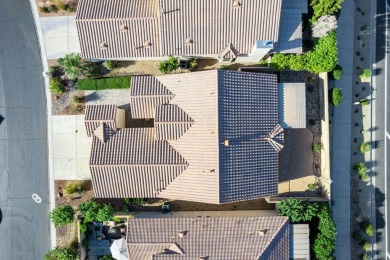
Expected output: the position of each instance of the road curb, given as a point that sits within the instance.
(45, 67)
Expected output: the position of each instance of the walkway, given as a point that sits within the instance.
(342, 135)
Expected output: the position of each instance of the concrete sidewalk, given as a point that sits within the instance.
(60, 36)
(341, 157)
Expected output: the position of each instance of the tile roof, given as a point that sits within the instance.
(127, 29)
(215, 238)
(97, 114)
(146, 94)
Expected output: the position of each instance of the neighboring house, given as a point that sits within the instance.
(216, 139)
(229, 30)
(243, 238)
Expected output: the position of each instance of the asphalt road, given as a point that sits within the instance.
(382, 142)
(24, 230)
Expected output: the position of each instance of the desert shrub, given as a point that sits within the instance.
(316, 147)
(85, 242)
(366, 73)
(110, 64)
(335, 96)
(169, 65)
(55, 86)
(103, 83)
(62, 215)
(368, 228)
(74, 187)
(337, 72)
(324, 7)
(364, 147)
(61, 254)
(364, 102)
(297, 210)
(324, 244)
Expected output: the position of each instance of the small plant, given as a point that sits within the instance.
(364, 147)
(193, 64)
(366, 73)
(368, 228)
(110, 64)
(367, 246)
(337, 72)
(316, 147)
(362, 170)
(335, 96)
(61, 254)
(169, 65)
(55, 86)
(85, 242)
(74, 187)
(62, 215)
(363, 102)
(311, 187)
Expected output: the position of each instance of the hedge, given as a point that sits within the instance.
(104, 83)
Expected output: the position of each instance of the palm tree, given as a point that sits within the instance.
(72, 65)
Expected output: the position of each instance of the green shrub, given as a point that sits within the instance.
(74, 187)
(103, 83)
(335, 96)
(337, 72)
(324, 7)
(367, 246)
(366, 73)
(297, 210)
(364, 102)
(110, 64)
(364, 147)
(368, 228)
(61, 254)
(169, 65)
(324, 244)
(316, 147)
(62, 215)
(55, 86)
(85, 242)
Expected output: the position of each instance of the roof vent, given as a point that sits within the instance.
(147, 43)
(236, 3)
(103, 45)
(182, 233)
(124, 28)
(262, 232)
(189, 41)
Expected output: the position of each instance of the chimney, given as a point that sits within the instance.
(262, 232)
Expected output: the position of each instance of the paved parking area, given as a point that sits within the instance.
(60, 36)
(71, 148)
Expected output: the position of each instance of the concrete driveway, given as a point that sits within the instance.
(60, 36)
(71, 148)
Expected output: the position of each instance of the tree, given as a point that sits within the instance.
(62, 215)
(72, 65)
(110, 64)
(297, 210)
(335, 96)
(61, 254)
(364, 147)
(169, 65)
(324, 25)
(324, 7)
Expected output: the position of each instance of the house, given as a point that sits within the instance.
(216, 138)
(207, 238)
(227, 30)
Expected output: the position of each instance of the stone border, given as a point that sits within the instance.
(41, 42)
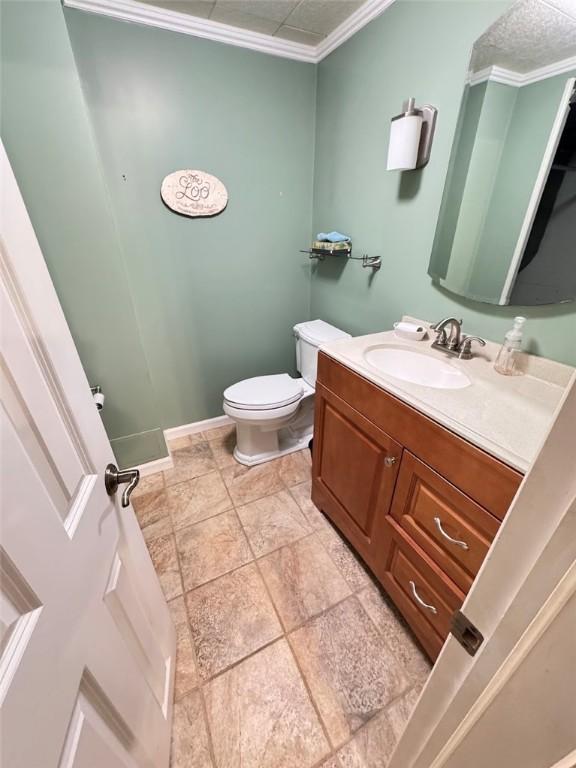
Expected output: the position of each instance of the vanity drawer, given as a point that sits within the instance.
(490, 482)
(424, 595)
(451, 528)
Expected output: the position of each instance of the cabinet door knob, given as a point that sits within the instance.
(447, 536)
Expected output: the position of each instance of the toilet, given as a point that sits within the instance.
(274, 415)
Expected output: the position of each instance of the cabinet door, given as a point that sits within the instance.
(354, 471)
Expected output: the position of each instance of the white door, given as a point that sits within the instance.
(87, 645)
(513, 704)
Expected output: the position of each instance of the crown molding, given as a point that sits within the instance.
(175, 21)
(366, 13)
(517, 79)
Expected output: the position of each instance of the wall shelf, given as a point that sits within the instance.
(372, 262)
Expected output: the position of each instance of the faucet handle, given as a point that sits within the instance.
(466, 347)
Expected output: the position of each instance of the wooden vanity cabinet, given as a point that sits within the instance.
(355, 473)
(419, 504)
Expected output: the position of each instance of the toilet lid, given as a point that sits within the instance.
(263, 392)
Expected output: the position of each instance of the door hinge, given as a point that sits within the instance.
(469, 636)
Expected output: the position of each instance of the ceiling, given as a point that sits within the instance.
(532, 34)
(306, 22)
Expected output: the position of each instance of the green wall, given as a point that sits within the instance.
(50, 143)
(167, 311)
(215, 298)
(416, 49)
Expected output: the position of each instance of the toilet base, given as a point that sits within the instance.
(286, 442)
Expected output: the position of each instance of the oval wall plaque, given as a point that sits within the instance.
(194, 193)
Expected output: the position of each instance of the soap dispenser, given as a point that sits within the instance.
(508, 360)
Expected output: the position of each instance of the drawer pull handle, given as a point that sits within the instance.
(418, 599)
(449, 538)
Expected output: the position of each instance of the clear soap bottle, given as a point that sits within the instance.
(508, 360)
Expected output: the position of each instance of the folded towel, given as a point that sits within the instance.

* **REQUEST**
Restate the full listing verbatim and drop every picture.

* **EXPECTED ANSWER**
Expected output: the position of each instance of the road curb, given as a point that sits within the instance.
(45, 67)
Expected output: the position of each instance of the walkway, given as a point that sits within the instance.
(342, 135)
Expected output: the position of each instance of the concrete sidewalk, given as a point that sits within the instance.
(60, 36)
(341, 157)
Expected output: the position of each instance of the tile roof, given as a point that sits within the instance.
(127, 29)
(215, 238)
(97, 114)
(146, 94)
Expected output: the position of each instance of the neighboring house, given as a point that sits within the instance.
(216, 139)
(229, 30)
(243, 238)
Expected output: the position of each instance of the asphalt road, given as a point that sits within the instance.
(382, 142)
(24, 230)
Expected output: the position of each instance of the desert shrub, given as a point that sits within the instance.
(316, 147)
(85, 242)
(366, 73)
(110, 64)
(335, 96)
(169, 65)
(55, 86)
(103, 83)
(62, 215)
(368, 228)
(74, 187)
(337, 72)
(324, 7)
(364, 147)
(61, 254)
(364, 102)
(297, 210)
(324, 244)
Expected output: the position of each instance of the small plant, given as a point that sits within the instance.
(364, 147)
(193, 64)
(366, 73)
(368, 228)
(110, 64)
(367, 246)
(337, 72)
(316, 147)
(362, 170)
(335, 96)
(61, 254)
(169, 65)
(55, 86)
(85, 242)
(74, 187)
(62, 215)
(363, 102)
(311, 187)
Expected output: the position of each instance of the hedge, given as a point that sits within the instance.
(104, 83)
Expected output: the position of each instance of the palm tree, given as a point that sits within the instance.
(72, 65)
Expected output: the position of each instance of the green shrub, given as a point that sits within the instance.
(74, 187)
(103, 83)
(335, 96)
(337, 72)
(324, 7)
(367, 246)
(366, 73)
(297, 210)
(364, 102)
(110, 64)
(364, 147)
(368, 228)
(61, 254)
(169, 65)
(324, 244)
(316, 147)
(62, 215)
(55, 86)
(85, 242)
Expected output: the position of each instance of the roof vent, given as a point that sits within the instance.
(147, 43)
(236, 3)
(103, 45)
(182, 233)
(124, 28)
(262, 232)
(189, 41)
Expected output: the position of each instance of the chimney, given as a point that sits within the instance.
(262, 232)
Expected output: the position of each instance of the paved parking area, given as a point that sits within the instance.
(60, 36)
(71, 148)
Expected output: the position of each instance of the concrete driveway, given as a point that sits within the instance.
(60, 36)
(71, 148)
Expected output: the position of each instance of the tree, given as a point that sits within the instance.
(62, 215)
(72, 65)
(110, 64)
(297, 210)
(335, 96)
(61, 254)
(364, 147)
(169, 65)
(324, 25)
(324, 7)
Expected output: the position of each instance of the house, given as a point that sits within the instance.
(216, 138)
(207, 238)
(227, 30)
Expected output: the position of each instance of the stone border, given as a point that sits within the instance.
(41, 42)
Expected output: the position of each instance of the vanity drawer, given as a point that sits within the instance.
(490, 482)
(424, 595)
(451, 528)
Expected output: the position of each instance of the cabinet door knob, given as a point that sits within the instance.
(447, 536)
Expected output: the position of each instance of the toilet, given as a point that sits within the instance.
(274, 415)
Expected output: the position of each instance of the cabinet door, given as a point that sits within the instance.
(354, 471)
Expected output: the position of each instance of the white door, given as a point that sits within the instance.
(87, 645)
(513, 704)
Expected output: the position of each instance of the crown molding, given as a point that sits within the instance.
(175, 21)
(366, 13)
(517, 79)
Expected output: the position of each instance of the wall shelf, given as a point that sits within the instance.
(372, 262)
Expected output: the position of each instance of the faucet handle, given as a point that sits within the instance.
(466, 347)
Expected output: the position of each instance of the wooden vanity cabinet, given as a point that sits within the instance.
(355, 473)
(419, 504)
Expected output: the position of each instance of the toilet lid, given as a point that sits within the instance.
(263, 392)
Expected output: the position of each instance of the door hinge, given as a point that sits within the instance.
(469, 636)
Expected output: the position of each instance of the ceiling, given as a point that sits within the instance.
(532, 34)
(306, 22)
Expected output: the position of each instance of the green wall, given as a point that sits within the instance.
(50, 143)
(167, 311)
(215, 298)
(416, 49)
Expected output: the position of each instance of the toilet base, given as a point that sits within the instance.
(286, 442)
Expected output: the position of each instance of the oval wall plaque, given as a point that sits within the instance.
(194, 193)
Expected output: the position of each instance of the soap dispenser, given as a point that sits within the instance.
(508, 360)
Expected output: the position of each instance of the drawer pull handle, given as a point that sits within the instance.
(418, 599)
(449, 538)
Expected output: the position of each instance of the clear soap bottle, given as a point that sits within the instance.
(508, 360)
Expected output: the position of each instance of the folded towel, given as a point that sits within the instance.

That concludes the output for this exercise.